BRIEF 1>
According to the passage on the philosophy of the Enlightenment period, which two philosophers exercised practically no influence at all on the Enlightenment?
BRIEF 2>
Continue the passage on the philosophy of the Enlightenment period, starting after its final sentence.

ARTICLE>
····················
7. Philosophy of the Period. A new philosophy, opposed both to the Aristotelianism of the Church and to the rehabilitation of ancient philosophic systems, now assumes to outline the fundamental principles of scientific thought in the theoretical and practical disciplines. Abandoning the old belief in the Fall and the consequent degeneration of the human intellect, it grounded itself on the capacities of the human mind and dared to be as creative in basic principles as the new sciences had been in their respective fields. Philosophy was no longer the handmaid of theology, but ruled an independent realm. The creation of a new philosophy was the work of the great minds of the seventeenth century; its consequences partly destroyed theology and partly transformed it. These consequences were developed in the eighteenth century by the less original thinkers and littérateurs; for though the great men of the eighteenth century, Hume, Berkeley, Kant, belonged in part to the Enlightenment, their original work first bore fruit in the nineteenth. Yet the influence exercised by the great philosophers on the history of philosophy is different from that they exerted on the history of the Enlightenment. Their essentially philosophic problems were too abstruse and subtle to affect greatly a popular movement, and it was rather their secondary contributions that furthered the progress of the Enlightenment. Thus Spinoza and Malebranche exercised practically no influence at all; the influence exercised by Hobbes and Leibnitz was indirect; while that of Shaftesbury and others was only partial. Of greater importance, after Descartes, was the work of Bayle, Locke, Wolff, Voltaire, and the Encyclopedists. Service was also rendered by the Deists who directed their criticism against positive religion, and the ethical writers who sought in the new philosophy a basis for natural morality. There came finally the real philosophers of the Enlightenment, the eclectics and popularizers, the exponents of common sense and natural law, whose philosophical importance is small indeed, but whose historical influence was great.
····················
SUPPLIED MATERIAL>
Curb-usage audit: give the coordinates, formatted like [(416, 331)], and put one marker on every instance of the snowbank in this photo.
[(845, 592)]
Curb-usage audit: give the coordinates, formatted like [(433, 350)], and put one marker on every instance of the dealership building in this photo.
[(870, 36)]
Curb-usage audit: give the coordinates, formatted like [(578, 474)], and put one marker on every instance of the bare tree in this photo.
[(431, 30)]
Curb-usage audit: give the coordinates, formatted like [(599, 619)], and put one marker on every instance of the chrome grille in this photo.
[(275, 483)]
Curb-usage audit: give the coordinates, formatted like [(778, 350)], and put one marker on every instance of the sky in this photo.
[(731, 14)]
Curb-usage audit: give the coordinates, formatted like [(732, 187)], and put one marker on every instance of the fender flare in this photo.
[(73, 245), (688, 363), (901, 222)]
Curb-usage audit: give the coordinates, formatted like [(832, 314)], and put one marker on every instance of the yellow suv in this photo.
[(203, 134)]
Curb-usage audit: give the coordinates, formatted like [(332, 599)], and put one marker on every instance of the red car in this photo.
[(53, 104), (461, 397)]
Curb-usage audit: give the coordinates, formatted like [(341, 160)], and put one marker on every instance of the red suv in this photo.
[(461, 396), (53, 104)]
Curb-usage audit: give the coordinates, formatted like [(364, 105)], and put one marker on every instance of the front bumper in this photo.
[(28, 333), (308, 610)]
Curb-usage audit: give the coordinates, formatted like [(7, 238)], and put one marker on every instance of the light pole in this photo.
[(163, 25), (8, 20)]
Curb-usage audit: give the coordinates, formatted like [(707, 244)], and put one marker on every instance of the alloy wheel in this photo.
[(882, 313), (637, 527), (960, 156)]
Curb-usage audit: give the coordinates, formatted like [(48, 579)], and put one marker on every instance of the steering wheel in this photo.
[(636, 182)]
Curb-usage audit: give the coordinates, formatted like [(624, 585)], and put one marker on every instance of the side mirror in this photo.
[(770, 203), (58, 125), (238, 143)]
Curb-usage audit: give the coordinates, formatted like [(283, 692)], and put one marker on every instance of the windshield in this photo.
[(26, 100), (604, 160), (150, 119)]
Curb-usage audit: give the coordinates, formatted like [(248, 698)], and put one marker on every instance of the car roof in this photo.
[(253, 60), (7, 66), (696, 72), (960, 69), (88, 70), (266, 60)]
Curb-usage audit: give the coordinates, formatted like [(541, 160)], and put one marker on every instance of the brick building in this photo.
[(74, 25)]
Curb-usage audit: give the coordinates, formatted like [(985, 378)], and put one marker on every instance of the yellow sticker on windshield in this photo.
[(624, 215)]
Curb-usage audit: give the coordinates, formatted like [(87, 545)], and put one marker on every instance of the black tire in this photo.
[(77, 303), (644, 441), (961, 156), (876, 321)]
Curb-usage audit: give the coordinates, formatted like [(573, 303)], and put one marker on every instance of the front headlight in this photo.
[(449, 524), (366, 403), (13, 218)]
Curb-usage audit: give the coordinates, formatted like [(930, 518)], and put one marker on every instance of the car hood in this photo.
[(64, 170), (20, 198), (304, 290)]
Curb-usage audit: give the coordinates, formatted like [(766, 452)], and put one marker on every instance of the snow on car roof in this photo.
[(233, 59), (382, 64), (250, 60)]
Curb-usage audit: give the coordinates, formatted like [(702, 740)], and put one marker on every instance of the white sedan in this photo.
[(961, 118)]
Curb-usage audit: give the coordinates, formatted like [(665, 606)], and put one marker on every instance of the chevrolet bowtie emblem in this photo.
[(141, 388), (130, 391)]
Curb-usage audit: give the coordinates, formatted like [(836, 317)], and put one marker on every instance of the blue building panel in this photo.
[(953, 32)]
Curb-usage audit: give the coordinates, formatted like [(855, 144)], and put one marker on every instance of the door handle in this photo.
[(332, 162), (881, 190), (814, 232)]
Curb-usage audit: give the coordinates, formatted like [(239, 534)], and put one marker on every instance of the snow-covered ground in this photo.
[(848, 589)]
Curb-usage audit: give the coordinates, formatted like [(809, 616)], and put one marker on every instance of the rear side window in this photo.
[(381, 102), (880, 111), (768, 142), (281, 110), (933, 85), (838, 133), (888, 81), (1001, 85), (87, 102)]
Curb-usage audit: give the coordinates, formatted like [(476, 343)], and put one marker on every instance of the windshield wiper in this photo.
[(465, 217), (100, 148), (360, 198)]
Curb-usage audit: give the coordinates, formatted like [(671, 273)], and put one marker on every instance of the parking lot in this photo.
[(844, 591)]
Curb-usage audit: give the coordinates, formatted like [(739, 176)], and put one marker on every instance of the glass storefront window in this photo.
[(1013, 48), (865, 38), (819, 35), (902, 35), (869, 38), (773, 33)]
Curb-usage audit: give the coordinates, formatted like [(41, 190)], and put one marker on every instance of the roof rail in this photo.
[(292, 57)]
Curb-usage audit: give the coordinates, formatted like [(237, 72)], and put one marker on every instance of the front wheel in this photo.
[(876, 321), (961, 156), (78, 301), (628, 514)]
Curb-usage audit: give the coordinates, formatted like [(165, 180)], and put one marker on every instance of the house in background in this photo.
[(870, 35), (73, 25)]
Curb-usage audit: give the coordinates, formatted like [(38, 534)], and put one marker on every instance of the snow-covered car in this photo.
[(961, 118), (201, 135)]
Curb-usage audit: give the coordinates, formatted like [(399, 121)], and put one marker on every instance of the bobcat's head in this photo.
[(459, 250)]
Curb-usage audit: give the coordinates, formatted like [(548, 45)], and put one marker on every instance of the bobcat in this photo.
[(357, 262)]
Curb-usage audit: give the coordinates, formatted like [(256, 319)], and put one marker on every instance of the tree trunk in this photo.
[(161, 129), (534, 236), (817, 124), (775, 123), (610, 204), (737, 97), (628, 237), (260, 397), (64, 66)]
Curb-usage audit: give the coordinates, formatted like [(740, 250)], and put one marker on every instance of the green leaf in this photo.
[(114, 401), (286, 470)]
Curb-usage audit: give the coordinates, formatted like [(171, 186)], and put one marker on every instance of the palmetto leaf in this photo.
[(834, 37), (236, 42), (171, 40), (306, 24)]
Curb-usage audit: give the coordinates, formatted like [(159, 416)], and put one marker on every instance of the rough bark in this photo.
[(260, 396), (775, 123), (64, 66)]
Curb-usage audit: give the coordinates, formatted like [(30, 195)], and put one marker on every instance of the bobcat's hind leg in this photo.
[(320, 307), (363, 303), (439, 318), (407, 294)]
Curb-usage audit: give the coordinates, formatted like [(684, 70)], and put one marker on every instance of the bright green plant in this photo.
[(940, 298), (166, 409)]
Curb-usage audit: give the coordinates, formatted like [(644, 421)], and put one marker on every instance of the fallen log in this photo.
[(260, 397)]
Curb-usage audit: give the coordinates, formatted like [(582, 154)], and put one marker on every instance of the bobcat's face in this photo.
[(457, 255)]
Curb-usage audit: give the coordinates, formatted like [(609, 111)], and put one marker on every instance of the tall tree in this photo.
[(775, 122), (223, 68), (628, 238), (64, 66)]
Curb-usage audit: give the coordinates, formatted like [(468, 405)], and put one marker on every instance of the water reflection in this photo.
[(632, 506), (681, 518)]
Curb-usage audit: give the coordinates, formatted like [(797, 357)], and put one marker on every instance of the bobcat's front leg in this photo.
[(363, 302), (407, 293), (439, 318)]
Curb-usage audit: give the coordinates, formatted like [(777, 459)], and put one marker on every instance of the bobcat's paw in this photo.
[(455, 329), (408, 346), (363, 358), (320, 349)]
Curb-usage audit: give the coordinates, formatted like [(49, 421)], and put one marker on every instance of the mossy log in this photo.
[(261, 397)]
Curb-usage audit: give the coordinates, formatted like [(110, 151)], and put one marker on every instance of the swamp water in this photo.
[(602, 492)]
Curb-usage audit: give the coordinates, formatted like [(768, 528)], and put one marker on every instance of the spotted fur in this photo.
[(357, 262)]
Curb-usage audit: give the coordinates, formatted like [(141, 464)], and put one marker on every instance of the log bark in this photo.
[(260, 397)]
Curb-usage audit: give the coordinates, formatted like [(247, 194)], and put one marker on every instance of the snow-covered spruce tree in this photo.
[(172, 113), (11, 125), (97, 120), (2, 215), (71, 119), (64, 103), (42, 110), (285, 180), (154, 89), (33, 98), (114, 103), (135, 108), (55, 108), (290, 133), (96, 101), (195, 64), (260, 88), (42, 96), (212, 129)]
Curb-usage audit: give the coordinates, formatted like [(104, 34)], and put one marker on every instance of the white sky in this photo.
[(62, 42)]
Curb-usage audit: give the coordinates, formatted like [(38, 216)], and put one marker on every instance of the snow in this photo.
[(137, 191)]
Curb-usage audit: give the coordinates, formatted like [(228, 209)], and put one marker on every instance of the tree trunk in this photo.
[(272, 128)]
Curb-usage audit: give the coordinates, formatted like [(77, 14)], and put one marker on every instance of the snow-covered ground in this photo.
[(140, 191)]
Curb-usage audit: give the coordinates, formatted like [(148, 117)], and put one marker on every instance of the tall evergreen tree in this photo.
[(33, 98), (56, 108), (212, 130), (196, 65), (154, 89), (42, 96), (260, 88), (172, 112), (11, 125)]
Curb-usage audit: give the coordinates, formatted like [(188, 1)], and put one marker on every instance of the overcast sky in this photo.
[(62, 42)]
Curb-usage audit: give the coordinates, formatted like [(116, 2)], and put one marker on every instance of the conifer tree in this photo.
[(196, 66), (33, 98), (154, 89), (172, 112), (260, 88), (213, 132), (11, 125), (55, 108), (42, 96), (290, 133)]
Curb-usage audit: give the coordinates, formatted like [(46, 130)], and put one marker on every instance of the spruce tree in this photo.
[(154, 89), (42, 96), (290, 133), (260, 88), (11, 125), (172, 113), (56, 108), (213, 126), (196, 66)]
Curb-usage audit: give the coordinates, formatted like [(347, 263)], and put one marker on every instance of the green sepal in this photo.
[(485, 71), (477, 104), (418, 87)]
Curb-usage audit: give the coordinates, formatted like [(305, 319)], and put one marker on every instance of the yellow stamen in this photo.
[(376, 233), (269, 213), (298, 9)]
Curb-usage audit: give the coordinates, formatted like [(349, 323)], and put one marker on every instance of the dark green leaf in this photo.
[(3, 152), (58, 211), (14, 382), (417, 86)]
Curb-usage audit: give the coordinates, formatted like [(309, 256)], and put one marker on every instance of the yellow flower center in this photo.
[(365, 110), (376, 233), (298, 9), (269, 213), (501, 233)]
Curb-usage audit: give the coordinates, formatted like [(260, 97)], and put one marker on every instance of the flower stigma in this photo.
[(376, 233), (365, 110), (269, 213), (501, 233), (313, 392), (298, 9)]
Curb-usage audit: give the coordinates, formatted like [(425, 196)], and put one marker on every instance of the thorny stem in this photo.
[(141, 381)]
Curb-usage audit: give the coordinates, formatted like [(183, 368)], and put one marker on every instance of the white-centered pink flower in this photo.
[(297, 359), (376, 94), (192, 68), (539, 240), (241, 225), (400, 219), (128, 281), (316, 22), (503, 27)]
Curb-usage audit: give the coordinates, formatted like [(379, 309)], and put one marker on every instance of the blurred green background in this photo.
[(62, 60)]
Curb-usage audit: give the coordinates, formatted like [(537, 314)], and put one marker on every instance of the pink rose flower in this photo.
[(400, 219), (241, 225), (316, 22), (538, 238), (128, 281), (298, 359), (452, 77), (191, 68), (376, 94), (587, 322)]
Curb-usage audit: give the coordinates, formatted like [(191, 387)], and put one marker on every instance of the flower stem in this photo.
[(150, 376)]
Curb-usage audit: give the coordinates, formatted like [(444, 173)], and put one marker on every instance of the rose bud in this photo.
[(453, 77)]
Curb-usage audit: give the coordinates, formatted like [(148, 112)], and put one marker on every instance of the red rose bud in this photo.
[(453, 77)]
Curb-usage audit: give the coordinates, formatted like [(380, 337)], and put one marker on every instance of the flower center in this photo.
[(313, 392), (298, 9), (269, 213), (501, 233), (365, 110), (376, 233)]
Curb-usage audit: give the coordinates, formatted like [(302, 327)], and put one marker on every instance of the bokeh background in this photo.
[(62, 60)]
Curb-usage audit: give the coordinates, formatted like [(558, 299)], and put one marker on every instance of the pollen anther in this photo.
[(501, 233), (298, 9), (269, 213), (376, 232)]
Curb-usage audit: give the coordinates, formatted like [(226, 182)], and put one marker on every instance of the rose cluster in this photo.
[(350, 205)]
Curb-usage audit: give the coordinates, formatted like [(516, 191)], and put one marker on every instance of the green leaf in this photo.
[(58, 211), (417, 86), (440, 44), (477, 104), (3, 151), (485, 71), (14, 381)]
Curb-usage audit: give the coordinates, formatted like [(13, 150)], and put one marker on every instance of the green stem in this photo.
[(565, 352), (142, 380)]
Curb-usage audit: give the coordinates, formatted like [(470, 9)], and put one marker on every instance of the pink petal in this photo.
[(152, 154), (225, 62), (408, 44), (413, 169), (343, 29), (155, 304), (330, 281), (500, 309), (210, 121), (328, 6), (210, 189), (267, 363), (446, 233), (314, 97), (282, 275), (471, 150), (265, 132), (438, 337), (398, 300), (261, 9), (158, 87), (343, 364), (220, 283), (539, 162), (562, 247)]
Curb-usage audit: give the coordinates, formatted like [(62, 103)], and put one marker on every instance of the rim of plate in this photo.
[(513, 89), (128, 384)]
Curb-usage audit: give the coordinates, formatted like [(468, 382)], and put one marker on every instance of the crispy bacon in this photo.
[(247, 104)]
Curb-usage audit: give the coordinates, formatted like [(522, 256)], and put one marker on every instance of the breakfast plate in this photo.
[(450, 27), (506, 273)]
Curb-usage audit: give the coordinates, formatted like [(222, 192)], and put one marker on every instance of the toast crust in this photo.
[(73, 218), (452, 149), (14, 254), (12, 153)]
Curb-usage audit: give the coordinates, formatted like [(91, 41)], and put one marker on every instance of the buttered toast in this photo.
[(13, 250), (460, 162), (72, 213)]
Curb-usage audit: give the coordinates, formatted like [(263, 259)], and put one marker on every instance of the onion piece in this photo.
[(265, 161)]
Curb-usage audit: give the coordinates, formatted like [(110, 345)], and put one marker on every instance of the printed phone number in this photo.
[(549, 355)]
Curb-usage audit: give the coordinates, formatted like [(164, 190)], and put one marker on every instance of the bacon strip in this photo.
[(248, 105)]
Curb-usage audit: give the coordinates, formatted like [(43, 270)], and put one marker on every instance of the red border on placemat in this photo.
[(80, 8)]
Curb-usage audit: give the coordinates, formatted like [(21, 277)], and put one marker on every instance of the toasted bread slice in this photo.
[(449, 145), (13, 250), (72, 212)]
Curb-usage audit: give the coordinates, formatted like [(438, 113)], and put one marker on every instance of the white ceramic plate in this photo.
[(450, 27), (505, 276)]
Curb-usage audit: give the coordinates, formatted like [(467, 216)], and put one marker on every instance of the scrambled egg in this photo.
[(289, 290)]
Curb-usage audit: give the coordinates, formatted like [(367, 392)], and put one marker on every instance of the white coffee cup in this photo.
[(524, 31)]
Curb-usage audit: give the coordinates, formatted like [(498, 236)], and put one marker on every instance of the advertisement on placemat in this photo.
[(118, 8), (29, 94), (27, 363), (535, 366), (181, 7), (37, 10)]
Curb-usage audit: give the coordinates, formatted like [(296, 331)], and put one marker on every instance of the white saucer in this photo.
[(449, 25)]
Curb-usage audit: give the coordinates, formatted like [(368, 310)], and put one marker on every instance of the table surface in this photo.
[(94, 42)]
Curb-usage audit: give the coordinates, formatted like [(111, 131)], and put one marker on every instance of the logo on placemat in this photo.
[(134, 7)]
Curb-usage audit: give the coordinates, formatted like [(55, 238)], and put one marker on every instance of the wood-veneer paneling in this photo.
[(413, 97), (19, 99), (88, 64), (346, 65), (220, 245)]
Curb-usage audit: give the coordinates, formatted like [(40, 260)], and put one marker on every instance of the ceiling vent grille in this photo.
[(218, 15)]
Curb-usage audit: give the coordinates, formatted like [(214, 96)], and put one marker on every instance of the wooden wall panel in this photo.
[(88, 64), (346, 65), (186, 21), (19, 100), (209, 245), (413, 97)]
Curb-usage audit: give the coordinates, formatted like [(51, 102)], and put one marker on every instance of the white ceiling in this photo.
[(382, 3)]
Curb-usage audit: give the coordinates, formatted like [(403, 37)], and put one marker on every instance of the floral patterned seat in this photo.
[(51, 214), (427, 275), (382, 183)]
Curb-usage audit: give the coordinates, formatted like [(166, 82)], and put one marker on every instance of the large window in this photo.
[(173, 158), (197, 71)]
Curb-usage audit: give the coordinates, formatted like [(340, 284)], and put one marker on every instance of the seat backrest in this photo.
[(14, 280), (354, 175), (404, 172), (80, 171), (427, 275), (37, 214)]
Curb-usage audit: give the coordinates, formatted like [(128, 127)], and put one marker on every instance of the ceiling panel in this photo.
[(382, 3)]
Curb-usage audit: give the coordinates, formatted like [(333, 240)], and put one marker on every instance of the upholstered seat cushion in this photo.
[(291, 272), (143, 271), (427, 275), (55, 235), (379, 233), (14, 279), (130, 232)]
····················
TASK ANSWER 1>
Spinoza and Malebranche.

TASK ANSWER 2>
Nevertheless the philosophy of the Enlightenment, in the last analysis, may be traced back to the great philosophic systems. (1) Cartesianism applied the mechanical method to the study of the physical world and the axiomatic process of mathematics to the spiritual. It found ontologic unity in a God who combined in himself physical substance and soul substance. It abandoned everything that was not clear or demonstrable. (2) The sensualism of Hobbes and Locke broke more abruptly with the old metaphysics by discarding self-evident truths and innate ideas and founding all knowledge on the experience of the senses, and its recasting in the soul; yet they found the idea of God necessary for the working of their world machine. From them proceeded the physico-theological arguments for the wisdom and the goodness of an architectonic deity and the treatment of morality on the basis of an empirical psychology which attained to the greatest importance. (3) In reaction against sensualism, Leibnitz, by a method analogous to that of Descartes, established a mechanical world of bodies and a dynamic world of spirits, transforming the old ontology of substances into one of monads. (4) Materialism carried the tenets of sensualism to the extreme by denying the existence of the soul and combating the physico-theological arguments for the existence of God. In Hume and Kant, it is true, the materialism of the new natural philosophy brought forth profound epistemological theories, but the natural sciences on the whole rendered greater services to the revolutionary thought, which attempted, on the basis of the observation of nature and certain elementary data of psychology empirically derived, to create a new metaphysical and ethical system, destined to constitute the precondition for a complete reconstruction of society. Yet to all these contrasting or opposed systems there were common the spirit of antagonism to the theological method, the miraculous and the exceptional, and an undoubting confidence in the power of the intellect to attain knowledge and in power of will to apply it. Especially in the field of ethics the independence of the human conscience was upheld against all supernatural authority, against all revealed systems of sanctions, rewards, and punishments.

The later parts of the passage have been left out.